--- Available data ---
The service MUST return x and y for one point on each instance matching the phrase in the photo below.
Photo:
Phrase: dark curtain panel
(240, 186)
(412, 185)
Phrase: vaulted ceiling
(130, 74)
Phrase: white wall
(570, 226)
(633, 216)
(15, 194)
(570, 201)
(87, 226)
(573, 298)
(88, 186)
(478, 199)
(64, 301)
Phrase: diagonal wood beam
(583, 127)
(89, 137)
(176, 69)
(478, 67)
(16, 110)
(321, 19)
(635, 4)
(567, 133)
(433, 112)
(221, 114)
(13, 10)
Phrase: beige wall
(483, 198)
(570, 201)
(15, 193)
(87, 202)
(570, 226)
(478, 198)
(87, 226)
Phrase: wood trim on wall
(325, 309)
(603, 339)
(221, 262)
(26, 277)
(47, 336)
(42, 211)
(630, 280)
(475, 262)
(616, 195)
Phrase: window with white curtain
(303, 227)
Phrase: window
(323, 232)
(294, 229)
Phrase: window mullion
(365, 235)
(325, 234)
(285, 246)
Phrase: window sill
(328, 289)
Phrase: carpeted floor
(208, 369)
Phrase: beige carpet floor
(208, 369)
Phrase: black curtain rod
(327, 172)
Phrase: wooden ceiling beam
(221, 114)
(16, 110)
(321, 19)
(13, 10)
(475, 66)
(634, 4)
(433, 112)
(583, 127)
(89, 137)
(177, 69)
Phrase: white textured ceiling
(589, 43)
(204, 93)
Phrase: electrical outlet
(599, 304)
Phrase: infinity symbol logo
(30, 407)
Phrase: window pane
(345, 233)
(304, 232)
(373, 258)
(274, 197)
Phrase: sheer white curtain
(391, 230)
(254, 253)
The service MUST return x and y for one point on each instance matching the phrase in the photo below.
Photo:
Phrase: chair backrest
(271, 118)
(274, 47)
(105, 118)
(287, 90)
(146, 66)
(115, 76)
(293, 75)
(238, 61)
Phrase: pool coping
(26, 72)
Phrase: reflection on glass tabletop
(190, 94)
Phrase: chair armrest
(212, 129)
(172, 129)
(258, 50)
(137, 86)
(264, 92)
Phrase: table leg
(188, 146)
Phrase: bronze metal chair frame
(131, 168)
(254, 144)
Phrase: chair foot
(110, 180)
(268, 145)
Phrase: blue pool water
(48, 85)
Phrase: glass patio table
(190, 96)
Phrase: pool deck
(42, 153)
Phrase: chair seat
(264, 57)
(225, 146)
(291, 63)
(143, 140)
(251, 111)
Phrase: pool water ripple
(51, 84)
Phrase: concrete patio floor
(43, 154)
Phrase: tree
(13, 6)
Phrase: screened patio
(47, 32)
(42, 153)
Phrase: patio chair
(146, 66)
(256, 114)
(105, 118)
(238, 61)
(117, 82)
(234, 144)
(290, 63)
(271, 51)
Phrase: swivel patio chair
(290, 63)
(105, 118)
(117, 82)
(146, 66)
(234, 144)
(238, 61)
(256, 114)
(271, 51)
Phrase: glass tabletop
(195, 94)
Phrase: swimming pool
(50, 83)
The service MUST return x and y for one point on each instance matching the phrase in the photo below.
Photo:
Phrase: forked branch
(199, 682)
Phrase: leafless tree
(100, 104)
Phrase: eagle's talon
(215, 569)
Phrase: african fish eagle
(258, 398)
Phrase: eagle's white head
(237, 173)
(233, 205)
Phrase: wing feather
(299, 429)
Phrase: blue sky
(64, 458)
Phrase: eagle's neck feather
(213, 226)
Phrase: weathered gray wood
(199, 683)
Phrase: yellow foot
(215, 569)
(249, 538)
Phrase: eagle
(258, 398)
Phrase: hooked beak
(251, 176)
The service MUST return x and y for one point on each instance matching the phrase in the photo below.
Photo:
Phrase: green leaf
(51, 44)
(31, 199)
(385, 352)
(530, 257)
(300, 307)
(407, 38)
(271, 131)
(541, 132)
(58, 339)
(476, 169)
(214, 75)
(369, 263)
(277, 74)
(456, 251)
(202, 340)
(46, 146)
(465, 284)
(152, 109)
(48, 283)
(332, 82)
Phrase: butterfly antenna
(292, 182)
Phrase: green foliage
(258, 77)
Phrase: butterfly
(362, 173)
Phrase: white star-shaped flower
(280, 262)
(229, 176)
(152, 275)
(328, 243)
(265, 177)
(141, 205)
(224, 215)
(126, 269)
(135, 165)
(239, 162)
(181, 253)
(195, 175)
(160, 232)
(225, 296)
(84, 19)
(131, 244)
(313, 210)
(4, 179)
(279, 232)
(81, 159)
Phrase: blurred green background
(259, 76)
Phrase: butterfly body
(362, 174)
---
_Aim:_ Please repeat the listing exactly, with nothing left out.

_Task result:_
The service MUST return x and y for one point on each instance matching the phrase in the photo below.
Photo:
Phrase: dark curtain panel
(240, 186)
(412, 185)
Phrase: vaulted ceiling
(130, 74)
Phrase: white wall
(570, 226)
(633, 216)
(15, 194)
(570, 201)
(87, 226)
(573, 298)
(88, 186)
(478, 199)
(64, 301)
Phrase: diagonal wood beam
(583, 127)
(89, 137)
(176, 69)
(478, 67)
(16, 110)
(321, 19)
(635, 4)
(567, 133)
(433, 112)
(221, 114)
(13, 10)
Phrase: beige wall
(483, 198)
(570, 201)
(15, 193)
(87, 202)
(570, 226)
(478, 198)
(87, 226)
Phrase: wood trim on wall
(325, 309)
(603, 339)
(221, 262)
(26, 277)
(47, 336)
(42, 211)
(630, 280)
(475, 262)
(616, 195)
Phrase: window with white curtain
(303, 227)
Phrase: window
(323, 232)
(294, 229)
Phrase: window mullion
(365, 235)
(325, 234)
(285, 246)
Phrase: window sill
(328, 289)
Phrase: carpeted floor
(208, 369)
Phrase: beige carpet floor
(208, 369)
Phrase: black curtain rod
(327, 172)
Phrase: wooden ceiling beam
(221, 114)
(16, 110)
(321, 19)
(13, 10)
(475, 66)
(634, 4)
(433, 112)
(583, 127)
(89, 137)
(177, 69)
Phrase: white textured ceiling
(589, 43)
(204, 93)
Phrase: electrical outlet
(599, 304)
Phrase: infinity symbol logo
(30, 407)
Phrase: window pane
(345, 233)
(304, 232)
(373, 258)
(274, 197)
Phrase: sheer white curtain
(391, 230)
(254, 253)
The service MUST return x and y for one point on each instance matching the phrase in the photo below.
Photo:
Phrase: chair backrest
(271, 118)
(274, 47)
(105, 118)
(287, 90)
(146, 66)
(115, 76)
(293, 75)
(238, 61)
Phrase: pool coping
(26, 72)
Phrase: reflection on glass tabletop
(190, 94)
Phrase: chair armrest
(212, 129)
(172, 129)
(258, 50)
(137, 86)
(264, 92)
Phrase: table leg
(188, 146)
Phrase: bronze metal chair frame
(131, 168)
(254, 144)
Phrase: chair foot
(110, 180)
(268, 145)
Phrase: blue pool water
(48, 85)
Phrase: glass patio table
(190, 96)
Phrase: pool deck
(42, 153)
Phrase: chair seat
(264, 57)
(225, 146)
(291, 63)
(143, 140)
(251, 111)
Phrase: pool water ripple
(51, 84)
Phrase: concrete patio floor
(43, 154)
Phrase: tree
(13, 6)
Phrase: screened patio
(47, 32)
(42, 153)
Phrase: patio chair
(146, 66)
(256, 114)
(105, 118)
(238, 61)
(117, 82)
(234, 144)
(290, 63)
(271, 51)
Phrase: swivel patio chair
(290, 63)
(105, 118)
(117, 82)
(146, 66)
(234, 144)
(238, 61)
(256, 114)
(271, 51)
Phrase: glass tabletop
(195, 94)
Phrase: swimming pool
(50, 83)
The service MUST return x and y for one point on each instance matching the phrase in the photo below.
Photo:
Phrase: forked branch
(199, 682)
Phrase: leafless tree
(100, 104)
Phrase: eagle's talon
(215, 569)
Phrase: african fish eagle
(258, 398)
Phrase: eagle's white head
(237, 173)
(233, 205)
Phrase: wing feather
(299, 429)
Phrase: blue sky
(64, 458)
Phrase: eagle's neck feather
(213, 226)
Phrase: weathered gray wood
(199, 683)
Phrase: yellow foot
(215, 569)
(249, 538)
Phrase: eagle
(258, 398)
Phrase: hooked beak
(251, 176)
The service MUST return x and y for one point on each instance matching the phrase in the photo below.
Photo:
Phrase: green leaf
(51, 44)
(31, 199)
(385, 352)
(530, 257)
(300, 307)
(407, 38)
(271, 131)
(541, 132)
(58, 339)
(476, 169)
(214, 75)
(369, 263)
(277, 74)
(456, 251)
(202, 340)
(46, 146)
(465, 284)
(152, 109)
(48, 283)
(332, 82)
Phrase: butterfly antenna
(292, 182)
Phrase: green foliage
(258, 77)
Phrase: butterfly
(362, 173)
Phrase: white star-shaped flower
(280, 262)
(229, 176)
(152, 275)
(328, 243)
(265, 177)
(141, 205)
(224, 215)
(126, 269)
(135, 165)
(239, 162)
(181, 253)
(195, 175)
(160, 232)
(225, 296)
(84, 19)
(131, 244)
(313, 210)
(4, 179)
(279, 232)
(81, 159)
Phrase: blurred green background
(259, 76)
Phrase: butterfly body
(362, 174)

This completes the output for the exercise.